## BEGIN Article

• What IS "Big Hero 6" anyway? Yeah, I know that it's an animated film from Disney and it was the Academy of Motion Picture Arts and Sciences' choice for Best Animated Feature of 2014, but what does "Big Hero 6" MEAN? To what does it refer? I didn't know until I saw the movie – and read up on the film and its background (my usual post-viewing and pre-review writing research) and now I understand. But there's more at stake here for the movie than whether its title confused a formerly ignorant movie fan or two. This film has to live up to its Oscar win! Does the movie deserve the award? Does the basis for the title become clear during the film? Does this reviewer ever tell the readers about the movie? Read on and find out! Does "Big Hero 6" refer to the giant marshmallow-looking robot that is featured on the movie poster and in its theatrical trailers? No, it doesn't.

    That robot is called Baymax (voiced by Scott Adsit) and is the creation of a very talented college student inventor named Tadashi (Daniel Henney). Tadashi created Baymax as a health care provider. Baymax can assess your physical and emotional health in an instant with a pain-free body scan and give you the help you need. And Tadashi designed Baymax's look to make him more effective, or, as Tadashi puts it, "non-threatening and huggable".

    So is "Big Hero 6" a reference to the President's Affordable Care Act?? No.

## END Article
## BEGIN Records to use

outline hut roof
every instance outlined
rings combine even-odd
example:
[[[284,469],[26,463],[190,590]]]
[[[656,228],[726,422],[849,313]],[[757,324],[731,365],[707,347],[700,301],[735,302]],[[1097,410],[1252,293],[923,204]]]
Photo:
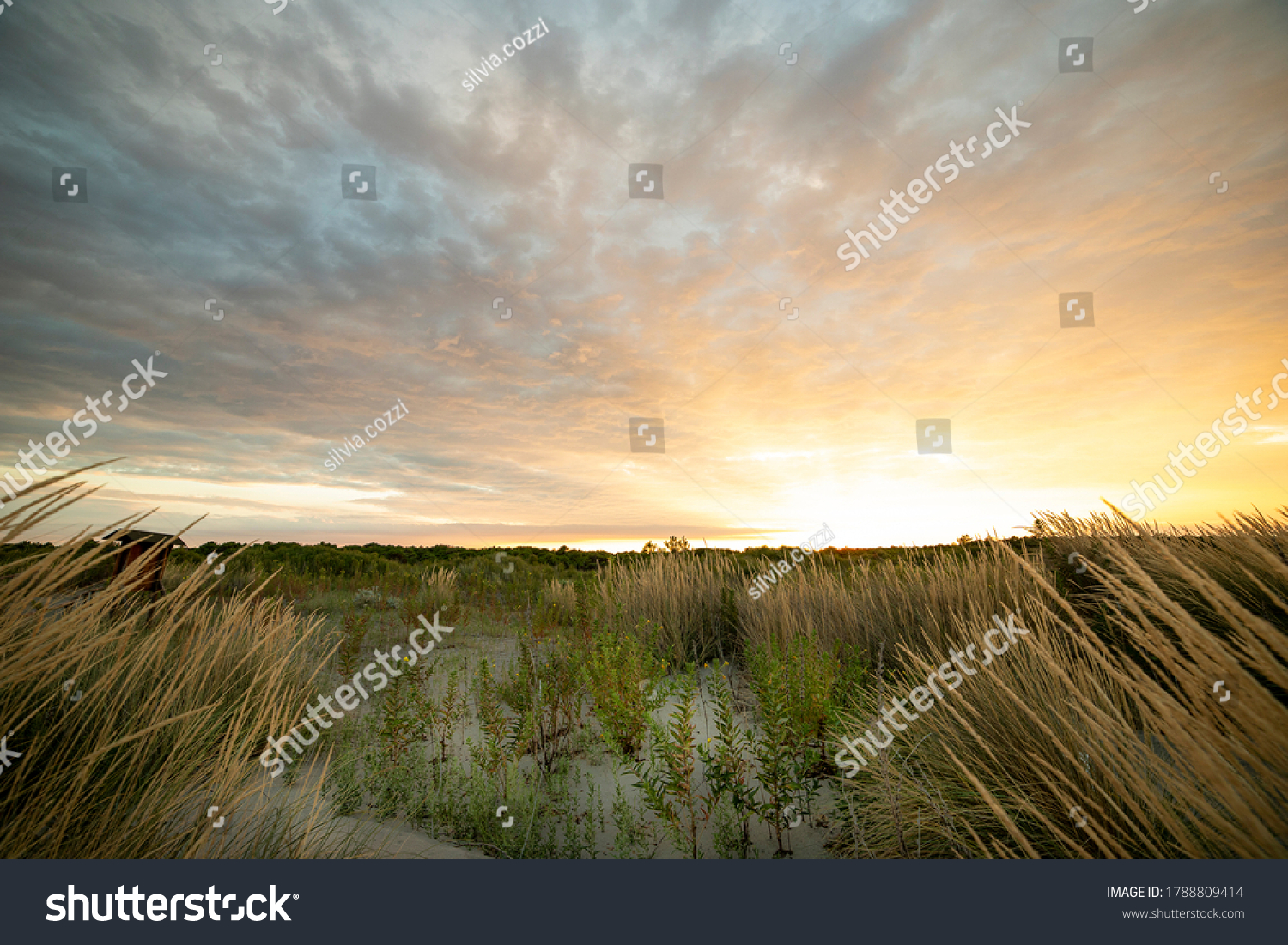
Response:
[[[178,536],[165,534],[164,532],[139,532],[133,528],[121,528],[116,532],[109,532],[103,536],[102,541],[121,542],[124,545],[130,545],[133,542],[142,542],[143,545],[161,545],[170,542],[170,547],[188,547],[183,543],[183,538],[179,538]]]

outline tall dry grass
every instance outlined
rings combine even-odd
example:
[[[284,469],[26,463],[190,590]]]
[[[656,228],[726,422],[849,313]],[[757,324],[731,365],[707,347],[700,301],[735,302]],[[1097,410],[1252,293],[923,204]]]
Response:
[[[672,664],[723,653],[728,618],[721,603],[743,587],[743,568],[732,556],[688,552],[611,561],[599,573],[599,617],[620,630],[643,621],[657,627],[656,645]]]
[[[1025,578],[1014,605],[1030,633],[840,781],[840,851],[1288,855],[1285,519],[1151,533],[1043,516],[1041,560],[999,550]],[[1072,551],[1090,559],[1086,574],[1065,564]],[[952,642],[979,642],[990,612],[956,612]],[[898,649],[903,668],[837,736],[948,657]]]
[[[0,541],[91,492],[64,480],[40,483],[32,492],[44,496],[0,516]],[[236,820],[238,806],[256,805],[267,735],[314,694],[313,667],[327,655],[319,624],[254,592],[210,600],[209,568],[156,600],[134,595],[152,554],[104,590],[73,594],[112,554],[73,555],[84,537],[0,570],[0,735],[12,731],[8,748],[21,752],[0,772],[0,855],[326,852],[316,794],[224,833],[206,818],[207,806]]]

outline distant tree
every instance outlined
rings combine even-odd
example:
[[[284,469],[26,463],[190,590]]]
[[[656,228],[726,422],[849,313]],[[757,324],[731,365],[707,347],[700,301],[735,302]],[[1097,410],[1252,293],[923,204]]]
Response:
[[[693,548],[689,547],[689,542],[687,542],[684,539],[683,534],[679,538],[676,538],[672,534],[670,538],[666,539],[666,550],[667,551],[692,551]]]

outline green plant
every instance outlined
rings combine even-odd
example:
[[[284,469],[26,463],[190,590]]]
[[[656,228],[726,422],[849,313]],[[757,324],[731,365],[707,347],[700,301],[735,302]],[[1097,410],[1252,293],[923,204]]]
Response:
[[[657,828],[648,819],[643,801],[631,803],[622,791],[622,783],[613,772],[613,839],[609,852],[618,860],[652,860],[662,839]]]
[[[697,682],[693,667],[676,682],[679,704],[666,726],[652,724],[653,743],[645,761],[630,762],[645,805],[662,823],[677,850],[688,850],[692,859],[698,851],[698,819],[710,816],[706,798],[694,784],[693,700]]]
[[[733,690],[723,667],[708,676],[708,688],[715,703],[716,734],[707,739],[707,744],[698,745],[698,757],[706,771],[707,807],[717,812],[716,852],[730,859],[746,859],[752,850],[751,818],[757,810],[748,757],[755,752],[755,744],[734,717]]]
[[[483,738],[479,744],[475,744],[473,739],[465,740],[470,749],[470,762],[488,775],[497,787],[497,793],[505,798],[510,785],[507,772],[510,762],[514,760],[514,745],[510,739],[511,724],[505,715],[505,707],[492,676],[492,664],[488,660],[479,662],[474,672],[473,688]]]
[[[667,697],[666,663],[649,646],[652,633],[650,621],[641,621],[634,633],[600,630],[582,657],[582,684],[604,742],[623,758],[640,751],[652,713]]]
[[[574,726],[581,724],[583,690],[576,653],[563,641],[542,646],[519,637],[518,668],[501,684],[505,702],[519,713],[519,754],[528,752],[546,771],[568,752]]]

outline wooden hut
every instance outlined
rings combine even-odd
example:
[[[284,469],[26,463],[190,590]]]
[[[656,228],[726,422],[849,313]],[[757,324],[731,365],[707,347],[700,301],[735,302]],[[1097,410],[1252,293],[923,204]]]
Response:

## END Records to use

● **What you need to do**:
• 1. Reproduce the passage of the Big Hero 6 review starting with "That robot is" and going on through "Care Act?? No.".
• 2. Rewrite the part of the listing starting with the line with "outline wooden hut" and going on through the end of the listing, swapping "wooden" for "timber" and leaving everything else unchanged.

● **Answers provided**:
• 1.
That robot is called Baymax (voiced by Scott Adsit) and is the creation of a very talented college student inventor named Tadashi (Daniel Henney). Tadashi created Baymax as a health care provider. Baymax can assess your physical and emotional health in an instant with a pain-free body scan and give you the help you need. And Tadashi designed Baymax's look to make him more effective, or, as Tadashi puts it, "non-threatening and huggable".

    So is "Big Hero 6" a reference to the President's Affordable Care Act?? No.

• 2.
outline timber hut
every instance outlined
rings combine even-odd
example:
[[[284,469],[26,463],[190,590]]]
[[[656,228],[726,422],[849,313]],[[757,324],[731,365],[707,347],[700,301],[735,302]],[[1097,410],[1252,293],[923,204]]]
Response:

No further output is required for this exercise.